TASK MATERIAL:
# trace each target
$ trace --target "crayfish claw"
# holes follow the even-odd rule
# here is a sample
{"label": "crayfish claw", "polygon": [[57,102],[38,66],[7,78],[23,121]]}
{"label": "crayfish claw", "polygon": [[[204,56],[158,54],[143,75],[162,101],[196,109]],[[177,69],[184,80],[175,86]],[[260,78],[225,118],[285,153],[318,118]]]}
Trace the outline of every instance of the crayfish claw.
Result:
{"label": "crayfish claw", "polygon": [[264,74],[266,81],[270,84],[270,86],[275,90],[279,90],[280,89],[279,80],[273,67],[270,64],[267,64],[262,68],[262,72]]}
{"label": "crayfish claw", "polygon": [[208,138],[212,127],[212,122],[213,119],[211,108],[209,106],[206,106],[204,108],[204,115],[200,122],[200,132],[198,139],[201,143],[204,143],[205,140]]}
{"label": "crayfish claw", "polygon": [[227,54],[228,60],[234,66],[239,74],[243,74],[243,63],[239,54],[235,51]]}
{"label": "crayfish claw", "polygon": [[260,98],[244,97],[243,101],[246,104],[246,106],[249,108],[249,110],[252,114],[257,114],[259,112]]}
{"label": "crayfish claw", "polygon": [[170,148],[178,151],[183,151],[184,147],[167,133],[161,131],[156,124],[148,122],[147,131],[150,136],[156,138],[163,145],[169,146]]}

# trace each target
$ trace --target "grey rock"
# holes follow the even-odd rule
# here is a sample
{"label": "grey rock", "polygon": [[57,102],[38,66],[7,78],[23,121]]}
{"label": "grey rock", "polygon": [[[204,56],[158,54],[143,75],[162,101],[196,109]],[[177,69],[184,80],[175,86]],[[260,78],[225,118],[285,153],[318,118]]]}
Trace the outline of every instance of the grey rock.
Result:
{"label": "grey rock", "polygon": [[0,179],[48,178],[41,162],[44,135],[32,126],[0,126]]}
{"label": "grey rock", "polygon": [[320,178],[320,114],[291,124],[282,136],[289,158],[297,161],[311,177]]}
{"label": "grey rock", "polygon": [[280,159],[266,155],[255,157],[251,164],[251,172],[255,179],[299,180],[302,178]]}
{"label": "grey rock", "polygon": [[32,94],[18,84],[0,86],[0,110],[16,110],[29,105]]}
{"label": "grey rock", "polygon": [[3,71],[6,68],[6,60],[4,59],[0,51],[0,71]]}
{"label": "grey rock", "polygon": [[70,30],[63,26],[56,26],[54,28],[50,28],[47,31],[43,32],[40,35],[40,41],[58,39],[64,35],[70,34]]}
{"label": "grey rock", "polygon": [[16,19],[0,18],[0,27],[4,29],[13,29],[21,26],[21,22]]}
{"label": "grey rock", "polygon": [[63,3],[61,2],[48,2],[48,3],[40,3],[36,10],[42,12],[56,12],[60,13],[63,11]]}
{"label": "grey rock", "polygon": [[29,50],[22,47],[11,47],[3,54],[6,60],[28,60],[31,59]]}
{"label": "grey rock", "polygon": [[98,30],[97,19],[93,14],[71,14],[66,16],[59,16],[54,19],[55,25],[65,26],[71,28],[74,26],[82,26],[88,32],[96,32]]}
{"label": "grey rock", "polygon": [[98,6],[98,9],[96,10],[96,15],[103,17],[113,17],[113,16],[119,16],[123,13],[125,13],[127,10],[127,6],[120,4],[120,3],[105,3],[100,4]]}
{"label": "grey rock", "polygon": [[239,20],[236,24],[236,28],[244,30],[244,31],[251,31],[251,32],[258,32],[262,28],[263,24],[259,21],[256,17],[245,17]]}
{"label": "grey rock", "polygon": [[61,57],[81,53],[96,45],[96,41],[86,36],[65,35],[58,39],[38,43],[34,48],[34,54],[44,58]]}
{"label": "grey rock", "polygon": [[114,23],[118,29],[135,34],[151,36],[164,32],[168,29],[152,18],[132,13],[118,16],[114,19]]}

PROBLEM DESCRIPTION:
The records above should be repeated exactly. Print them all.

RESULT BELOW:
# trace each target
$ trace --target "crayfish claw"
# holes follow the even-odd rule
# here is a sample
{"label": "crayfish claw", "polygon": [[57,102],[38,66],[7,78],[23,121]]}
{"label": "crayfish claw", "polygon": [[[204,56],[158,54],[143,75],[162,101],[196,109]],[[177,69],[184,80],[175,86]],[[260,78],[225,118],[285,153],[318,118]]]}
Trace the outline of every instance of the crayfish claw.
Result:
{"label": "crayfish claw", "polygon": [[264,74],[266,81],[270,84],[270,86],[275,90],[279,90],[280,89],[279,80],[273,67],[270,64],[267,64],[262,68],[262,72]]}
{"label": "crayfish claw", "polygon": [[208,138],[212,127],[212,122],[213,119],[211,108],[209,106],[206,106],[204,108],[204,115],[200,122],[200,132],[198,139],[201,143],[204,143],[205,140]]}
{"label": "crayfish claw", "polygon": [[227,54],[228,60],[234,66],[239,74],[243,74],[243,63],[239,54],[235,51]]}
{"label": "crayfish claw", "polygon": [[260,98],[244,97],[243,101],[246,104],[246,106],[249,108],[249,110],[252,114],[257,114],[259,112]]}
{"label": "crayfish claw", "polygon": [[170,148],[178,151],[183,151],[184,147],[167,133],[161,131],[156,124],[148,122],[147,131],[150,136],[156,138],[163,145],[169,146]]}

# trace each target
$ trace --target "grey rock"
# holes follow the even-odd rule
# here is a sample
{"label": "grey rock", "polygon": [[57,102],[38,66],[7,78],[23,121]]}
{"label": "grey rock", "polygon": [[[204,56],[158,54],[143,75],[162,101],[196,109]],[[177,69],[184,80],[175,86]],[[260,78],[225,118],[285,153],[318,118]]]}
Trace the outline of every instance of the grey rock.
Result:
{"label": "grey rock", "polygon": [[0,179],[48,178],[41,162],[44,135],[32,126],[0,126]]}
{"label": "grey rock", "polygon": [[320,178],[320,114],[291,124],[282,136],[289,158],[297,161],[311,177]]}
{"label": "grey rock", "polygon": [[280,159],[266,155],[255,157],[251,164],[251,172],[255,179],[299,180],[302,178]]}
{"label": "grey rock", "polygon": [[32,94],[18,84],[0,86],[0,110],[16,110],[29,105]]}
{"label": "grey rock", "polygon": [[3,71],[6,68],[6,60],[4,59],[0,51],[0,71]]}
{"label": "grey rock", "polygon": [[70,30],[63,26],[56,26],[54,28],[50,28],[47,31],[43,32],[40,35],[40,41],[58,39],[64,35],[70,34]]}
{"label": "grey rock", "polygon": [[16,19],[0,18],[0,27],[4,29],[13,29],[21,26],[21,22]]}
{"label": "grey rock", "polygon": [[63,3],[61,2],[48,2],[48,3],[40,3],[36,10],[42,12],[56,12],[60,13],[63,11]]}
{"label": "grey rock", "polygon": [[29,50],[22,47],[11,47],[3,54],[6,60],[28,60],[31,59]]}
{"label": "grey rock", "polygon": [[98,30],[97,19],[93,14],[71,14],[66,16],[59,16],[54,19],[55,25],[65,26],[71,28],[74,26],[82,26],[88,32],[96,32]]}
{"label": "grey rock", "polygon": [[98,6],[98,9],[96,10],[96,15],[103,17],[113,17],[113,16],[119,16],[123,13],[125,13],[127,10],[127,6],[120,4],[120,3],[105,3],[100,4]]}
{"label": "grey rock", "polygon": [[239,20],[236,24],[236,28],[244,30],[244,31],[251,31],[251,32],[258,32],[262,28],[263,24],[259,21],[256,17],[245,17]]}
{"label": "grey rock", "polygon": [[61,57],[81,53],[96,45],[96,41],[86,36],[65,35],[58,39],[38,43],[34,48],[34,54],[44,58]]}
{"label": "grey rock", "polygon": [[114,23],[118,29],[135,34],[151,36],[164,32],[168,29],[152,18],[132,13],[118,16],[114,19]]}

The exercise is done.